━━ SUPPLIED MATERIAL

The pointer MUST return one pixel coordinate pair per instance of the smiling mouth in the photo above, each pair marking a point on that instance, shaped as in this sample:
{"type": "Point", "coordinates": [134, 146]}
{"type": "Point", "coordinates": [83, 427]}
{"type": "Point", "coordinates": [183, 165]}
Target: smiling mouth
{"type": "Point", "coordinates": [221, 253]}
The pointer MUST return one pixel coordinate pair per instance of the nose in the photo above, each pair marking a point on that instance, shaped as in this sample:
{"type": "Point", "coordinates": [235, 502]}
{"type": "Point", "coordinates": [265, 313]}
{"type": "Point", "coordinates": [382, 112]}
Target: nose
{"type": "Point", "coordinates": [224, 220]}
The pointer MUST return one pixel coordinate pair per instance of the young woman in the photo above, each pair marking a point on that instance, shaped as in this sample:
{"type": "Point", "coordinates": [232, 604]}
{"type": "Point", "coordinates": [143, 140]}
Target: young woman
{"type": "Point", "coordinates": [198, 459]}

━━━━

## CHALLENGE
Reproduce the listing above, changing every "pointer" to "annotator" and leaving everything else as it is.

## THE RESULT
The annotator MUST return one pixel coordinate pair per instance of the smiling mouth in the photo above, each pair marking a point on that instance, shaped as in this sample:
{"type": "Point", "coordinates": [134, 146]}
{"type": "Point", "coordinates": [83, 427]}
{"type": "Point", "coordinates": [183, 165]}
Target: smiling mouth
{"type": "Point", "coordinates": [221, 253]}
The annotator MUST return one pixel coordinate pair per instance of the nose in the photo above, each pair marking a point on that instance, shaped as in this sample:
{"type": "Point", "coordinates": [235, 502]}
{"type": "Point", "coordinates": [265, 313]}
{"type": "Point", "coordinates": [382, 112]}
Target: nose
{"type": "Point", "coordinates": [224, 220]}
The annotator MUST return one pixel coordinate pair per instance of the young woman in the photo above, each pair marking a point on that instance, shaped as in this sample:
{"type": "Point", "coordinates": [232, 604]}
{"type": "Point", "coordinates": [143, 140]}
Target: young woman
{"type": "Point", "coordinates": [198, 459]}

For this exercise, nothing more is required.